#### Trecho extraído

--------------------------------

O guardião desapareceu. Sou acordado de minhas reflexões pelo motorista. Hora de ir.
Local incomum, Gazgan.
Deixamos para trás a cidade, entramos na estrada e corremos para os turistas de Bukhara. Abri a janela do carro, o ar fervente do deserto veio me estapear. Ele levava para longe as pedras e o que nunca vou saber.
Novas Fronteiras é um diário de uma viagem feita em 2018 a três países da antiga URSS na Ásia Central — Uzbequistão, Tajiquistão e Turcomenistão. Novos capítulos são publicados neste blog duas vezes por semana, às quintas-feiras e domingos, e seguem ordem cronológica. Novas Fronteiras é parte de um projeto maior que inclui outros diários de viagem pela Ásia Central publicados neste blog pelo autor, que tem viajado regularmente à região desde 2001. O objetivo do projeto é apresentar um panorama detalhado e em profundidade das sociedades dos países da antiga URSS na Ásia Central, em um processo de busca e exploração em que o autor executa uma viagem simultânea, de autodescoberta e entendimento do universo centro-asiático como espelho de sua própria existência.
O ônibus atravessou o rio Zerafshan e então a paisagem logo mudou; não mais as plantações de algodão que acompanharam todo o trajeto de Samarkand a Karmana. Agora, terra seca. Arbustos rasteiros, poucos deles verdes, a maioria cor de poeira. Um mundo ocre. O coletivo, como quase todos os intermunicipais na Ásia Central, estava superlotado. Eu estava sentado num banco bem no meio do corredor, na última fileira, no fundo do ônibus. Ao meu redor, havia sacolas imensas com cobertores, panelas, um fogão portátil, tudo o que as pessoas que moram nas vilas do interior compram na grande Navoi para levar para suas casas. Estiquei a cabeça e, entre as pessoas sentadas ao lado das janelas, consegui ver bem a paisagem: uma sequência de colinas que o ônibus foi galgando devagar, curvas e curvas. Depois, veio a descida e uma vasta área plana. Novamente, um calor atroz, uma luz cegante. Nesse caminho, as vilas que vão surgindo, na certa construídas ao redor de oásis, são ilhas verdes nesse oceano de secura.
Nurata chegou. Era maior do que eu imaginava, maior do que as outras vilas no caminho, mas não deixava de ser um mero pingo de vida nesta vastidão do deserto do Kyzylkum. As montanhas ao lado da cidadezinha são chamadas Nur Atau; são o que resta da serra Pamir Alai, um braço do Pamir. São as montanhas que vêm do Tajiquistão, onde nasce o rio Zerafshan, e aqui encontram sua morte no deserto. Neste mundo inóspito, já distante do Zerafshan, fiquei coçando a cabeça, me perguntando onde está a água que garante a vida de quem mora aqui. Não vi rio, não vi riacho, não vi lagos, sequer poços. Vi algumas ruas tomadas pela areia. Tudo torrando, secura, secura. E a luz imensa que está até no seu nome - Nur é "luz" em árabe e, por influência, em persa e, por fim, em tajique. Ota é "pai" em túrquico, a língua que está na raiz do uzbeque, do quirguiz, do cazaque. Pai da Luz. Luz, secura, calor, quase sem árvores. Como pode haver vida aqui?

--------------------------------

#### Detalhes do problema
Transcreva fielmente o trecho do relato de viagem que vai de "O guardião desapareceu." a "nunca vou saber.". Os registros vêm de outra fonte, sem relação com o relato de viagem.

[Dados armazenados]
--------------------------------

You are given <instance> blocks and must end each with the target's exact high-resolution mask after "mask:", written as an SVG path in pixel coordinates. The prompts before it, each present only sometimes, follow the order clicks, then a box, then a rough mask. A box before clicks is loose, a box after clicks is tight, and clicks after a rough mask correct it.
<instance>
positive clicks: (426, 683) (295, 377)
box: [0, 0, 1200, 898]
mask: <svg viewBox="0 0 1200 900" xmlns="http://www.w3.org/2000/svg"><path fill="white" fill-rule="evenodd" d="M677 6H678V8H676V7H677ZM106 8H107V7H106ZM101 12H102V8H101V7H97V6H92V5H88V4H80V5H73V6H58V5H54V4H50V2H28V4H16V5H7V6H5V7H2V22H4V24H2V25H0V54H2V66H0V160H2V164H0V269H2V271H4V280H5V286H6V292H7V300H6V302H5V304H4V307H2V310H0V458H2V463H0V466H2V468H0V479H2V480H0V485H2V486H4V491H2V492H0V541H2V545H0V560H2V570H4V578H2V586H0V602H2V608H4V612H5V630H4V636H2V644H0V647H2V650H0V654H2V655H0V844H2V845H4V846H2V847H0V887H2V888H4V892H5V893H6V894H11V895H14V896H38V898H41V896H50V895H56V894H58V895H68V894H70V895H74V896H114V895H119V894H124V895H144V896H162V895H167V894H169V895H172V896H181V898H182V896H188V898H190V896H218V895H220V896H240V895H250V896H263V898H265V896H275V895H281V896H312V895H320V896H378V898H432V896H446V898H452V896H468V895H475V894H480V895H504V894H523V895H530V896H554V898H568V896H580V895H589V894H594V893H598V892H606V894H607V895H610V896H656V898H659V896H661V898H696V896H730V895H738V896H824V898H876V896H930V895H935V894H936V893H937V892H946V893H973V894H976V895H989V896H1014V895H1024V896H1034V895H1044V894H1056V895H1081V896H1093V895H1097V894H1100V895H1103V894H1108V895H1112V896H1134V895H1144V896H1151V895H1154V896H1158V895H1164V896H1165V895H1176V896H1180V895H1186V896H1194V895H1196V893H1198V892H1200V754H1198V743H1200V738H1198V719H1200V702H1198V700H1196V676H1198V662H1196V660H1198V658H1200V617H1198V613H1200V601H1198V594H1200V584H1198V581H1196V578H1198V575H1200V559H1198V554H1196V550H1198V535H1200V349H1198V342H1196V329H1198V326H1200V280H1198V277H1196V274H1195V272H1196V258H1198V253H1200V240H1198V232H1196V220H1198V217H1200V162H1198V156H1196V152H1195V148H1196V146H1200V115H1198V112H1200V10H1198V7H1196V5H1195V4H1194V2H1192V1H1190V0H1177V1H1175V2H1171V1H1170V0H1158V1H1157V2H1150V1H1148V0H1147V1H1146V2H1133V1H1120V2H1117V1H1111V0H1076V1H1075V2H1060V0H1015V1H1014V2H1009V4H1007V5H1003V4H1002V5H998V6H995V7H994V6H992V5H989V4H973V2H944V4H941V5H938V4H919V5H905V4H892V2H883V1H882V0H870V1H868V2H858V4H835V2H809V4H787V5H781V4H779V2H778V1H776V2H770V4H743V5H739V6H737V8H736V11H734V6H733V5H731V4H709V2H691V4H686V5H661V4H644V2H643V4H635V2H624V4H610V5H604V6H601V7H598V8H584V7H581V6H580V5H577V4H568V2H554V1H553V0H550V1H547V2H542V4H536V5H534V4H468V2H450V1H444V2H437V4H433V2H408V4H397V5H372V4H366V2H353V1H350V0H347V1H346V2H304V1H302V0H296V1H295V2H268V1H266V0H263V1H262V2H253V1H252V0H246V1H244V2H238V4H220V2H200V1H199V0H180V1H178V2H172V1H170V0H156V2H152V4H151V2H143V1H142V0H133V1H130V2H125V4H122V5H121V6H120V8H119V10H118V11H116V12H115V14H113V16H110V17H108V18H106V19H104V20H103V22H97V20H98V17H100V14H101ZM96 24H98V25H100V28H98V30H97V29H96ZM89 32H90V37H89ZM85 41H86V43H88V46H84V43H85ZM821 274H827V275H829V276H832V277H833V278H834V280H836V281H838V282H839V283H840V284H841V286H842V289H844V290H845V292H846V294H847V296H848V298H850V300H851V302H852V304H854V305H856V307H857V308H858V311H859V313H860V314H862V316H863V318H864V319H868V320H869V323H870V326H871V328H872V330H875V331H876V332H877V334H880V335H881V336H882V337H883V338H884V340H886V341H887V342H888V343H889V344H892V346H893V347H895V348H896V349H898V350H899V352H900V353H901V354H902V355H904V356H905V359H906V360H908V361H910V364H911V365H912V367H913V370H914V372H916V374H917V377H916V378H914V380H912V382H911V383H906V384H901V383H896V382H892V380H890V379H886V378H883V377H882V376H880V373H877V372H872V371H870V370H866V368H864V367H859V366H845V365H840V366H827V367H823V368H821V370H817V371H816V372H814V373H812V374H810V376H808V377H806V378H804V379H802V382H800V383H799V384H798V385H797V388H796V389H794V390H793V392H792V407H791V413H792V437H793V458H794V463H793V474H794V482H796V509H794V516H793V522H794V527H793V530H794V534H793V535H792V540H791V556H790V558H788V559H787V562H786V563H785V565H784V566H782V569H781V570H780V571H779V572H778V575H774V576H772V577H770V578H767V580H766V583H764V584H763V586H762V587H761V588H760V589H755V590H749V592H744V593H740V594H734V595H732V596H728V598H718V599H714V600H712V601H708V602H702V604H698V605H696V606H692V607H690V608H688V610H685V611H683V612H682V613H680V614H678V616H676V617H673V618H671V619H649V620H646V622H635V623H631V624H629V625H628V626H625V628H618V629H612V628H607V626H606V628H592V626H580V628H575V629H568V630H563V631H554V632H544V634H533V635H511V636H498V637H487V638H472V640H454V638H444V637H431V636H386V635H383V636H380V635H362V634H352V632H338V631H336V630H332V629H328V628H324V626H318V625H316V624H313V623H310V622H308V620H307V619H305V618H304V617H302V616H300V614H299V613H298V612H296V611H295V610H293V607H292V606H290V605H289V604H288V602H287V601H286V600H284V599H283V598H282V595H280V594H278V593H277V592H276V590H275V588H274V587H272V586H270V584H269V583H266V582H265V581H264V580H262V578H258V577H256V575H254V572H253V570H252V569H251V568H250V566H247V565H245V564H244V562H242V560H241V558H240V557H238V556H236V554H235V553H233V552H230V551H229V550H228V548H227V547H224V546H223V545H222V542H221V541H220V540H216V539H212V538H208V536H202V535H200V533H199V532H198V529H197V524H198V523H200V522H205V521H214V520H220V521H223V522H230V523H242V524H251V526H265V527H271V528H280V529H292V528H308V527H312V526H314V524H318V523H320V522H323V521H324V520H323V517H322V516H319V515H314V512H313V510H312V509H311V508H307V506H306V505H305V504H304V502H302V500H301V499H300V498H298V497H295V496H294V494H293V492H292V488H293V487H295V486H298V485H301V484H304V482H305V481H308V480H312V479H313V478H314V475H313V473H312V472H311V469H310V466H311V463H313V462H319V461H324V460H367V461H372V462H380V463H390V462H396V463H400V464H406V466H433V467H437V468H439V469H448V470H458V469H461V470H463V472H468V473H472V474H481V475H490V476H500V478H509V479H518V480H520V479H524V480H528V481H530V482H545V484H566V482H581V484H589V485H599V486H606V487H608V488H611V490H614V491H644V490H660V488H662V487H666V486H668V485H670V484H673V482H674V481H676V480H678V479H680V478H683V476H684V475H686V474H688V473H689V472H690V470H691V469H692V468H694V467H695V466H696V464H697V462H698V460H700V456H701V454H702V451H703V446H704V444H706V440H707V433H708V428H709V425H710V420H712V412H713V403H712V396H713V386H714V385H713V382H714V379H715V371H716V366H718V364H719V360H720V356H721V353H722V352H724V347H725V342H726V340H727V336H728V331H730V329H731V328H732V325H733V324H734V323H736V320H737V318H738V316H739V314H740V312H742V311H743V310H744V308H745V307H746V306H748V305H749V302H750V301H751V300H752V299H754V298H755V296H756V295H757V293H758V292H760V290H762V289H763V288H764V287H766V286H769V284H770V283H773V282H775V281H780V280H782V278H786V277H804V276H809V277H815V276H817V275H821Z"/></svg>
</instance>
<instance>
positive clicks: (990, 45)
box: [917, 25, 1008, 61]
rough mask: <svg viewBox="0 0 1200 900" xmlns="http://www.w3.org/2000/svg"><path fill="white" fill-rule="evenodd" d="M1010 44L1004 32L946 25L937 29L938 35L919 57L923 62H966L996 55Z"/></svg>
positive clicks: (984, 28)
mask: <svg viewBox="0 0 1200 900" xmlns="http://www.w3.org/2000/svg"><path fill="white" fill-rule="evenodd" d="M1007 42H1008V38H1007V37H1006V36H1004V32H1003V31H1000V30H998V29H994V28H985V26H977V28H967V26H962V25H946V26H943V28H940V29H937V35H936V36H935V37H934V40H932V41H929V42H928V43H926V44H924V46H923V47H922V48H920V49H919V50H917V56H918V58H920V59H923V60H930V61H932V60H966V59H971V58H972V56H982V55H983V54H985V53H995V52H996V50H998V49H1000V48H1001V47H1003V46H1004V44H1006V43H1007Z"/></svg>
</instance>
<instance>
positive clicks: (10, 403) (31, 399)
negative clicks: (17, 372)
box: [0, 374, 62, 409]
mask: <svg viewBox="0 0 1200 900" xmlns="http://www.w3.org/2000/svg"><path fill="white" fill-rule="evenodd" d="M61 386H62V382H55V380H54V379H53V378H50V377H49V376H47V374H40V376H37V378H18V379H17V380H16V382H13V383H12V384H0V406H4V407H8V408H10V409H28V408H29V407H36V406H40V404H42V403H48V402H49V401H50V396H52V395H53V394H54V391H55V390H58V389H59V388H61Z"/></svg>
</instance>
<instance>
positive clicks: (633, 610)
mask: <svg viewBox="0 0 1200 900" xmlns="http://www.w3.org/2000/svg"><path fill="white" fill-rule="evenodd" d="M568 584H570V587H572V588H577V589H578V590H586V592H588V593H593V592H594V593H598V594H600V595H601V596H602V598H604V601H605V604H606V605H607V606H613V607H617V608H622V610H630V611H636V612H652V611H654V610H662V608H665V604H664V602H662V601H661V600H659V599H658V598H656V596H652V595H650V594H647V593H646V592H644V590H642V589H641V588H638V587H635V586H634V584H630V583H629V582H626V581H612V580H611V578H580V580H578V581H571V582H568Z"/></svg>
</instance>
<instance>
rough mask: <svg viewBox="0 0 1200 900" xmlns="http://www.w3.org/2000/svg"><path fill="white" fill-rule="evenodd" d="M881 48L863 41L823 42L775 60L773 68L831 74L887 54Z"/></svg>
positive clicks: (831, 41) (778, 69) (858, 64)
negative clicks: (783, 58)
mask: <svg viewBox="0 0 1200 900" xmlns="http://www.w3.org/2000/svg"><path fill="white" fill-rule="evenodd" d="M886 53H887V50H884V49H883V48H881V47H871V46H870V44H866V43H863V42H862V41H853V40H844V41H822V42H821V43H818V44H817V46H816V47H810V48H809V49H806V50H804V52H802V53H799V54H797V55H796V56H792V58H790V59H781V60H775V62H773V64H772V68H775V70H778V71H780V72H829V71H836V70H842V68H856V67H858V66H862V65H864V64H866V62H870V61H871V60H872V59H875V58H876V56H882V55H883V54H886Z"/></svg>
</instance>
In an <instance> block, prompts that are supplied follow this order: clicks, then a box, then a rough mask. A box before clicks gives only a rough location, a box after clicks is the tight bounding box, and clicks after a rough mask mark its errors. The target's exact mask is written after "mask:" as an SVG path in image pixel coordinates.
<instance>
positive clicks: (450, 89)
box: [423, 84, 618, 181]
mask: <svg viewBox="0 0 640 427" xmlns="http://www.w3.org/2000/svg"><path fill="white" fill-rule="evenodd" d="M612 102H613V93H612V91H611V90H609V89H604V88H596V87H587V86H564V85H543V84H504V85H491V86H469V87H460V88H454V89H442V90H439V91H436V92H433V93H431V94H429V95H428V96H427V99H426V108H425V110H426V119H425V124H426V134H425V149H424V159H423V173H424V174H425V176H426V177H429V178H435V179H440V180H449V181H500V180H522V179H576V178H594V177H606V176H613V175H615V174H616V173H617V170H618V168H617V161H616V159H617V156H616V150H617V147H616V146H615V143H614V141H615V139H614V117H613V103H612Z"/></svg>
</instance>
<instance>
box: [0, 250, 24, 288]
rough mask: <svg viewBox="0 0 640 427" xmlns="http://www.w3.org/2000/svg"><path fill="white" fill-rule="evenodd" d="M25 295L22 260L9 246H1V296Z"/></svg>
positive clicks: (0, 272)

--------------------------------

#### Solução do problema
O guardião desapareceu. Sou acordado de minhas reflexões pelo motorista. Hora de ir.
Local incomum, Gazgan.
Deixamos para trás a cidade, entramos na estrada e corremos para os turistas de Bukhara. Abri a janela do carro, o ar fervente do deserto veio me estapear. Ele levava para longe as pedras e o que nunca vou saber.